● **EXTRACTED TEXT**:
——————

Notwithstanding the above paragraph, Party B agrees that Party A may share certain data collected through ThePlace including without limitation data relating to sales transactions, user traffic, logistics and warehouse performance publicly and with Party A’s holding company and affiliated companies and their respective officers, employees, consultants, agents and representatives, and Party A’s partners including without limitation with existing and potential business partners, registered merchants, sellers or suppliers of the goods/services on HKTVmall and ThePlace, start-up entrepreneurs and academics.

Party B acknowledges and confirms the acceptance of the privacy policy published by Party A on its website, in relation to, among other, the collection, use, retention, disclosure, transfer, security of, and right to access or correct, the personal data provided by Party B.

8. TERM

The Term of the Agreement shall commence on the commencement date specified in Part 3 and unless terminated earlier in accordance with the provisions of this Agreement shall continue for a period specified in Part 3. This Agreement shall thereafter automatically be renewed for period(s) of one (1) year unless either Party shall give the other Party three (3) months’ written notice that the Agreement is at an end before the expiry of the Term.

9. TERMINATION

9.1 This Agreement may be terminated in whole or in part by either Party on giving immediate written notice to the other if (i) the other Party is in material breach of the terms of this Agreement, or (ii) the other Party files a petition in bankruptcy, or has filed against it an involuntary petition in bankruptcy not dismissed within sixty (60) days after filing, or applies for or consent to the appointment of a receiver, custodian, trustee or liquidator, or makes a general assignment for the benefit of creditors. Party B agrees and accepts that any breach of

the provisions under clauses 3, 4, 6, 7, 10 and 11 shall constitute a material breach.

9.2 Party A may terminate this Agreement in whole or in part at any time by giving Party B a thirty (30) days’ advance written notice.

9.3 Either Party may terminate this Agreement in accordance with clause 6.2.

9.4 On expiry or termination of this Agreement, Party A and Party B shall settle the Commission and other outstanding payments up to the date of termination within fourteen (14) days of termination.

10. INTELLECTUAL PROPERTY

10.1 Party B hereby grants to Party A and its subsidiaries, a non-exclusive and royalty-free licence to use the Intellectual Property during the Term in relation to its shop and the Products, including without limitation trade marks, Product photographs, videos and Product descriptions, for the purposes of exercising Party A’s rights and performing its obligations under this Agreement. Party B hereby acknowledges that the Intellectual Property rights licensed to Party A under this clause may be sub-licensed by Party A to Party A’s business partners and service providers during the Term for the purpose of advertising or promoting the Products and/or HKTVmall and/or ThePlace. Party A acknowledges that except as expressly provided in this Agreement it will not acquire any rights in respect of such rights and goodwill and that they are, and shall remain, vested in Party B or its licensors.

10.2 All rights in the design, text, graphics, photographs (including product photographs produced by Party A), and other material on HKTVmall and/or ThePlace, and the selection or arrangement thereof are the copyright of Party A. Party B acknowledges that except as expressly provided in this Agreement it will not acquire any rights in respect of such rights and goodwill and that they are, and shall remain, vested in Party A or its licensors.

——————

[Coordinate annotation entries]
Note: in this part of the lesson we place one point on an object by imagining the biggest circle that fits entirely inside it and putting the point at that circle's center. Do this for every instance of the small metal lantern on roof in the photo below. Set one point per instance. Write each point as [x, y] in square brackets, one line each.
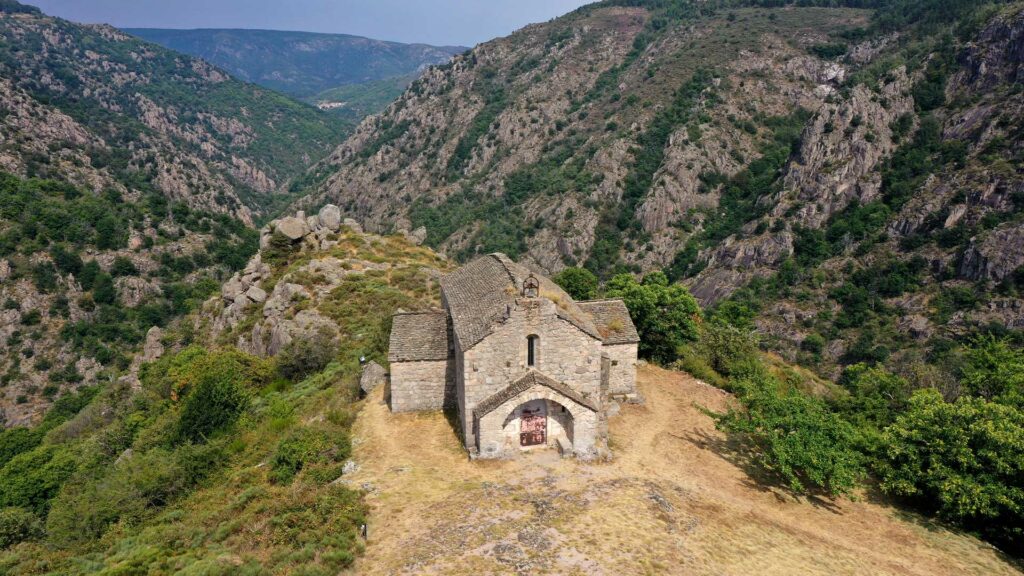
[530, 287]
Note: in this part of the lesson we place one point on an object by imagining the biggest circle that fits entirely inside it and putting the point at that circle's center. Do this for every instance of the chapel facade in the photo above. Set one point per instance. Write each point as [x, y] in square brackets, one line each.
[521, 363]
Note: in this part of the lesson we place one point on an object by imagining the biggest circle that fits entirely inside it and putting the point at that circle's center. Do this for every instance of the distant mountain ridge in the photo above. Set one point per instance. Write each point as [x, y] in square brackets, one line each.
[300, 64]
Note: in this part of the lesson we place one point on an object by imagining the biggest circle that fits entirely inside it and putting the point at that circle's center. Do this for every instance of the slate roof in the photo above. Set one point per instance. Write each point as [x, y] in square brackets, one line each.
[480, 294]
[419, 336]
[612, 320]
[531, 379]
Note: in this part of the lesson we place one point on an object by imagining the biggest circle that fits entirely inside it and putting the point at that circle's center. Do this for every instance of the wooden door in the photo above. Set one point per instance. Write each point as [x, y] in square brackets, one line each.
[532, 426]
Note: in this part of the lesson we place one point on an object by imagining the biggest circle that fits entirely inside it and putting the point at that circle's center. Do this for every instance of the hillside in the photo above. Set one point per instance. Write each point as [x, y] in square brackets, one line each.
[804, 149]
[244, 448]
[103, 110]
[300, 64]
[677, 499]
[216, 460]
[130, 180]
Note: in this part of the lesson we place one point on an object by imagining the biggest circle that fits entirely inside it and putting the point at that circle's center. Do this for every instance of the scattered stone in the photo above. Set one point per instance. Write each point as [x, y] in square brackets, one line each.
[256, 294]
[154, 347]
[330, 216]
[293, 228]
[353, 225]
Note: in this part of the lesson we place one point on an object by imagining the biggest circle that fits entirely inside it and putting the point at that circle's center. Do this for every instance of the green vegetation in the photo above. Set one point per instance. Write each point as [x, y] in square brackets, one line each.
[268, 131]
[302, 64]
[579, 283]
[666, 315]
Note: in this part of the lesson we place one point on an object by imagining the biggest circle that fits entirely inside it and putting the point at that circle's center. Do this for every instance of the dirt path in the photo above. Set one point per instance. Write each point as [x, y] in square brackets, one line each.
[675, 500]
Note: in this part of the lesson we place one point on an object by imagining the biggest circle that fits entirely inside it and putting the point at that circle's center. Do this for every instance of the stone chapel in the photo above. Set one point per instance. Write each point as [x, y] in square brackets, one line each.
[522, 364]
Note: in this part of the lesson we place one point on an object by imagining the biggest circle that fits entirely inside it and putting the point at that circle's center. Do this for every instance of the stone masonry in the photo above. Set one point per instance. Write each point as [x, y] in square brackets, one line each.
[525, 366]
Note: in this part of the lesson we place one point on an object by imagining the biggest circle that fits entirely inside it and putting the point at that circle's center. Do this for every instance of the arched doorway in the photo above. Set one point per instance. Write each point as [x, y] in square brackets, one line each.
[537, 423]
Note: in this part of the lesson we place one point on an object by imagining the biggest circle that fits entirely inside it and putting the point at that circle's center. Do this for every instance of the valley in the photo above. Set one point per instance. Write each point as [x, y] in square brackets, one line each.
[812, 213]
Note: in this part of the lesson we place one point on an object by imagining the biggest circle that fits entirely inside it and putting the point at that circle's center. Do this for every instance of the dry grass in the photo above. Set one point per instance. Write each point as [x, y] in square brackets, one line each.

——————

● **SHORT EXERCISE A**:
Rewrite the part of the contract text that starts at the words "the provisions under" and stops after "advance written notice.", replacing "advance written notice" with "prior written notice".
● **SHORT EXERCISE B**:
List every line of the entries that holds the word "stone".

● **TASK RESULT A**:
the provisions under clauses 3, 4, 6, 7, 10 and 11 shall constitute a material breach.

9.2 Party A may terminate this Agreement in whole or in part at any time by giving Party B a thirty (30) days’ prior written notice.

● **TASK RESULT B**:
Note: in this part of the lesson we place one point on an object by imagining the biggest circle that fits entirely inside it and putting the point at that circle's center. Do this for every instance of the scattered stone in the photo above. Set one point per instance. Write each point as [x, y] in square brackets, one line each.
Note: in this part of the lesson we place one point on an object by imagining the biggest circle that fits entirely inside it and putting the point at that circle's center. Do this for every instance of the stone chapel in the photo above. Set one point per instance. Write each point as [x, y] in square brackets, one line each.
Note: in this part of the lesson we place one point on an object by imagining the biggest circle that fits entirely inside it and putting the point at that circle's center. Do this for every instance of the stone masonry in the photo above. Set one point per instance. Write each point as [x, y] in square brackets, one line each.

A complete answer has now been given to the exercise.